▶ OBJECTIVE
Reproduce every one of the rows below word for word, keeping their order.

#### SUPPLIED MATERIAL

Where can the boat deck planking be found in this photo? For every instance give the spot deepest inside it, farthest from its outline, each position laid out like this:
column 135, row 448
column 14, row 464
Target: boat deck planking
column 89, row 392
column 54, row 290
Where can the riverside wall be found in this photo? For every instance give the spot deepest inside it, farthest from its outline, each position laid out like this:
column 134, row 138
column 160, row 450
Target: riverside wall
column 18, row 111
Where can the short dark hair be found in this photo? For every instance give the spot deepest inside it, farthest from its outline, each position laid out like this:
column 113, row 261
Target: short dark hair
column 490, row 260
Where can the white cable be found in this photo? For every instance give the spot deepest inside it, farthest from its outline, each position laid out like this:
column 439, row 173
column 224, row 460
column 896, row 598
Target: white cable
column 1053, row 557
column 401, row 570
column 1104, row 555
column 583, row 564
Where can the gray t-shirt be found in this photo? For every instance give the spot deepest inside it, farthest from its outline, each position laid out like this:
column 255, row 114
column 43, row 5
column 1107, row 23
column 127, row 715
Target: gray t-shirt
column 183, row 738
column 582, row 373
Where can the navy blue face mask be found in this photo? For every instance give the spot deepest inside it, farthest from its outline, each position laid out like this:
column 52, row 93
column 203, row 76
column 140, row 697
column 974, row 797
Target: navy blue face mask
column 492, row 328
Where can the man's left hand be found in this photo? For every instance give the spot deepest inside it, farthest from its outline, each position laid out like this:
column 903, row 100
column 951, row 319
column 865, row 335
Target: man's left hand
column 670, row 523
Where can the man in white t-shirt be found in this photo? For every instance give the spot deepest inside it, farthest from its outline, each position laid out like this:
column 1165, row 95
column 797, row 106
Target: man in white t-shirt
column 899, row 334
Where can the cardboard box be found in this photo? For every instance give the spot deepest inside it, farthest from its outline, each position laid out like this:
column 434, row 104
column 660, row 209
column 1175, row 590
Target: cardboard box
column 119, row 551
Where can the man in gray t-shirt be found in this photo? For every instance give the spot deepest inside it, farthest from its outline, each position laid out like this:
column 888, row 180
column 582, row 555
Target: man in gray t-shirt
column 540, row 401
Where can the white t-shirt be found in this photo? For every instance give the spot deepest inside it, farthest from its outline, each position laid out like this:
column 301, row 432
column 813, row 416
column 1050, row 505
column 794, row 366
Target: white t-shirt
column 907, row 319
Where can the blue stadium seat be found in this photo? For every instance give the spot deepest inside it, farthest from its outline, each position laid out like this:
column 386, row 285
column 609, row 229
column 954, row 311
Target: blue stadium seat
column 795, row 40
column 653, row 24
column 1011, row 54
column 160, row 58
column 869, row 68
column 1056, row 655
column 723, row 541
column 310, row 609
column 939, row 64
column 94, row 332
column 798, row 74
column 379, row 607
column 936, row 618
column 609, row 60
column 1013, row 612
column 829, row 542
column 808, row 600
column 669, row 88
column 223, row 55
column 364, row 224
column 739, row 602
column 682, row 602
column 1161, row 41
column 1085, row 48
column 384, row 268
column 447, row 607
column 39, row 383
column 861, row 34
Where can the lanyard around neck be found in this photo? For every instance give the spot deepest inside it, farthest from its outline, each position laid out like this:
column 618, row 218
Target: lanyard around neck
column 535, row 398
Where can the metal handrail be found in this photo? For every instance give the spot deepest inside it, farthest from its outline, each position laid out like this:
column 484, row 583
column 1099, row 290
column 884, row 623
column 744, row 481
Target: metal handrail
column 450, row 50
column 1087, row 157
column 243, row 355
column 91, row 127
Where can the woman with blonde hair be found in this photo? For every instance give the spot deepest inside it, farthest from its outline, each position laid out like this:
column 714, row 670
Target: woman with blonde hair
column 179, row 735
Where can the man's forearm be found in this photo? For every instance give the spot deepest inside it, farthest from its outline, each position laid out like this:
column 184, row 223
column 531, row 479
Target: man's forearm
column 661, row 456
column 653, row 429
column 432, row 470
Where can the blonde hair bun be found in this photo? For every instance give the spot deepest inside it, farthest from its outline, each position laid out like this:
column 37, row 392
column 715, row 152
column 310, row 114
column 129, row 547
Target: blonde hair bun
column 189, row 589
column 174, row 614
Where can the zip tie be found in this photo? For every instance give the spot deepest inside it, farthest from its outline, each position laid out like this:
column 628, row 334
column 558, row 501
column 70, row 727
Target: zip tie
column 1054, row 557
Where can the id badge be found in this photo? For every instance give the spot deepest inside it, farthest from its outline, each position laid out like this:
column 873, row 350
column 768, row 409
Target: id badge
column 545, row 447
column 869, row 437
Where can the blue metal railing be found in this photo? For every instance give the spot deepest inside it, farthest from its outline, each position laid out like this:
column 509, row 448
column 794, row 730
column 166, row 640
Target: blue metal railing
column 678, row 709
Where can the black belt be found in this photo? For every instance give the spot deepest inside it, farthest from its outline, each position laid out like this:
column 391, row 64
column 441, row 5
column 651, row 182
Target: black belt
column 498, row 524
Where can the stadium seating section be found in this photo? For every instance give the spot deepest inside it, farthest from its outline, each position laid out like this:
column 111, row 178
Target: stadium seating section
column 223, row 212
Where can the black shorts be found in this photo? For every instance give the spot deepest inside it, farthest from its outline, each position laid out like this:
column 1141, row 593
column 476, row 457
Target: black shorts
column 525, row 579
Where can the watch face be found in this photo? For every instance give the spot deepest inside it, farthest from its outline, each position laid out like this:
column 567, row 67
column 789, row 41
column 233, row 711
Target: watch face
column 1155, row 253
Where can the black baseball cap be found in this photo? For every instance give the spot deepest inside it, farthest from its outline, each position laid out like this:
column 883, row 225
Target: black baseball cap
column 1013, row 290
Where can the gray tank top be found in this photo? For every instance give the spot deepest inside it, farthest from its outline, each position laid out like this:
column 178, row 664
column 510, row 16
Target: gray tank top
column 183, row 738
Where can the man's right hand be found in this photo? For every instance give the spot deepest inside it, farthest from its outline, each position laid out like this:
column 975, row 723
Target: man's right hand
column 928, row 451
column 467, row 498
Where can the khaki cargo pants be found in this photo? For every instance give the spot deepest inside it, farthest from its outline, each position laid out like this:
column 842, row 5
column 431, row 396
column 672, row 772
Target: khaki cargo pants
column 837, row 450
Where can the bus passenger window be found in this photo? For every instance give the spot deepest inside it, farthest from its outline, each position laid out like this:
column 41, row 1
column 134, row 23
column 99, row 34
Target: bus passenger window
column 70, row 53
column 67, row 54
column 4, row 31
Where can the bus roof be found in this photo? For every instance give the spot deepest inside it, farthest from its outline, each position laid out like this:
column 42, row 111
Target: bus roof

########

▶ EXERCISE SOLUTION
Where can the boat deck planking be found in this photo? For every instance give the spot deepest inside it, farthest from its outline, each position laid out like this:
column 135, row 448
column 14, row 464
Target: boat deck planking
column 89, row 392
column 54, row 290
Where can the riverside wall be found in this photo? For every instance give the spot deepest inside it, farthest from its outline, each position laid out like this:
column 134, row 138
column 160, row 450
Target: riverside wall
column 18, row 111
Where can the short dark hair be found in this photo? For every instance give the spot deepest inside it, farthest from its outline, each position laid out like this:
column 113, row 261
Target: short dark hair
column 490, row 260
Where can the white cable be found in this photo? For every instance give the spot deepest inside it, farthest from its outline, each position laid out like this:
column 439, row 173
column 224, row 460
column 896, row 598
Target: white cable
column 1053, row 557
column 401, row 570
column 1104, row 555
column 583, row 564
Where can the gray t-shirt be found in this photo? For every instance give the spot deepest inside it, farthest from its outline, each position laid out like this:
column 255, row 114
column 43, row 5
column 1107, row 23
column 127, row 715
Target: gray t-shirt
column 183, row 738
column 582, row 373
Where can the navy blue face mask be found in this photo? For every instance give the spot deepest inside it, farthest from its outline, each position laid out like this:
column 52, row 93
column 203, row 76
column 140, row 697
column 974, row 797
Target: navy blue face mask
column 492, row 328
Where can the man's left hand be found in this photo? For every instance give the spot deepest inside it, farthest from its outline, each position laid out like this:
column 903, row 100
column 951, row 319
column 865, row 335
Target: man's left hand
column 670, row 523
Where can the man in white t-shirt be found in this photo? For every instance give the spot deepest inside it, farthest from its outline, each position laid out like this:
column 1165, row 95
column 797, row 106
Target: man in white t-shirt
column 899, row 334
Where can the cardboard box be found in this photo? For every instance give the spot deepest inside it, farthest from its outline, each position laid out like this:
column 434, row 104
column 660, row 209
column 1175, row 590
Target: cardboard box
column 119, row 551
Where can the man in gray t-shirt be found in this photo? For every instance give the spot deepest inside it, farthest from its outline, each position laid out like this:
column 888, row 180
column 582, row 555
Target: man in gray t-shirt
column 540, row 401
Where can the white t-shirt be found in this photo? For every instance give the spot deepest inside it, farthest from its outline, each position laid out like this:
column 301, row 432
column 813, row 416
column 1050, row 505
column 794, row 366
Target: white t-shirt
column 907, row 319
Where can the blue stadium seat be found in this photo? For every instance give the spot deepest inside it, farthest from its outline, each position laid out like this:
column 386, row 285
column 609, row 229
column 954, row 311
Target: blue stadium seat
column 795, row 40
column 653, row 24
column 1011, row 54
column 160, row 58
column 869, row 68
column 1056, row 655
column 723, row 541
column 310, row 609
column 939, row 64
column 94, row 332
column 798, row 74
column 379, row 607
column 936, row 618
column 609, row 60
column 1013, row 612
column 829, row 542
column 808, row 600
column 669, row 88
column 223, row 55
column 364, row 224
column 739, row 602
column 682, row 602
column 1161, row 41
column 1085, row 48
column 384, row 268
column 447, row 607
column 39, row 383
column 861, row 34
Where can the lanyard around neck be found in this photo? For every instance give the spot deepest inside it, farthest from its outline, each position laid out like this:
column 618, row 218
Target: lanyard around neck
column 535, row 398
Where can the metal handrail be found in this photo? For every instance give the spot deepest inside it, farthest from its outline, each position laid out like this:
column 484, row 583
column 1099, row 290
column 884, row 623
column 744, row 481
Target: metal handrail
column 450, row 50
column 1087, row 157
column 243, row 355
column 91, row 127
Where can the woman with blonde hair be found in this photo? For every instance give the spot deepest inside it, farthest from its outline, each position laid out like this:
column 714, row 670
Target: woman with blonde hair
column 179, row 735
Where can the man's forearm be found in this photo? For every instance give the spot deepest inside it, farthest from its outline, each position laid out like this:
column 184, row 223
column 531, row 479
Target: man's forearm
column 661, row 456
column 653, row 429
column 432, row 470
Where can the blonde hair bun be found in this photo? For every instance give the spot deepest inside it, farthest from its outline, each position laid out like this:
column 37, row 392
column 715, row 152
column 310, row 114
column 129, row 547
Target: blonde hair bun
column 189, row 589
column 174, row 614
Where can the zip tie be found in this photo? For every instance give the spot deepest inside it, farthest from its outline, each position laid out like this:
column 628, row 334
column 558, row 501
column 70, row 727
Target: zip tie
column 1054, row 557
Where can the id badge be found in this photo? For every instance give the spot deepest inside it, farthest from its outline, each position laid out like this:
column 873, row 350
column 768, row 409
Target: id badge
column 545, row 447
column 869, row 437
Where can the blue metal railing be found in this photo? For every instance give the spot deepest inside it, farthest from its outline, each position laid out like this:
column 509, row 448
column 794, row 730
column 166, row 640
Target: blue metal railing
column 678, row 709
Where can the black belt be found in this photo? For every instance give the spot deepest inside it, farthest from its outline, each position laid out like this:
column 391, row 64
column 441, row 5
column 651, row 182
Target: black belt
column 498, row 524
Where can the stadium seating section be found in this photo? For every instance give the spot deepest inside it, farthest from its outline, each position laid out like this:
column 111, row 178
Target: stadium seating section
column 223, row 212
Where can the black shorts be found in this photo? For every instance give the spot deepest inside it, farthest from its outline, each position laid out like this:
column 1141, row 593
column 476, row 457
Target: black shorts
column 525, row 579
Where can the watch face be found in this photo? For every instance give the spot deepest inside it, farthest from its outline, each position laid out like this:
column 567, row 67
column 789, row 41
column 233, row 711
Target: watch face
column 1155, row 253
Where can the black baseball cap be found in this photo? For every instance give the spot deepest inside it, farthest from its outline, each position laid out like this:
column 883, row 225
Target: black baseball cap
column 1013, row 290
Where can the gray tank top be found in this photo? For every instance give the spot deepest inside it, farthest from its outline, each position laid out like this:
column 178, row 664
column 510, row 16
Target: gray tank top
column 183, row 738
Where can the man's right hand be found in this photo? For every instance give the spot deepest inside it, farthest from its outline, each position laid out like this:
column 975, row 723
Target: man's right hand
column 928, row 451
column 467, row 498
Where can the khaki cargo pants be found in this photo? For every instance give the spot deepest inside it, farthest from its outline, each position laid out like this:
column 842, row 5
column 431, row 396
column 672, row 772
Target: khaki cargo pants
column 837, row 450
Where can the bus passenger window be found in this photo? For every instance give the spot deepest inside it, farthest from its outline, each position laid out like this:
column 41, row 1
column 134, row 23
column 99, row 34
Target: bus passenger window
column 70, row 53
column 67, row 54
column 4, row 31
Where can the bus roof be found in this photo? For every instance give the spot deepest inside it, farthest from its outline, each position laid out like this:
column 42, row 111
Target: bus roof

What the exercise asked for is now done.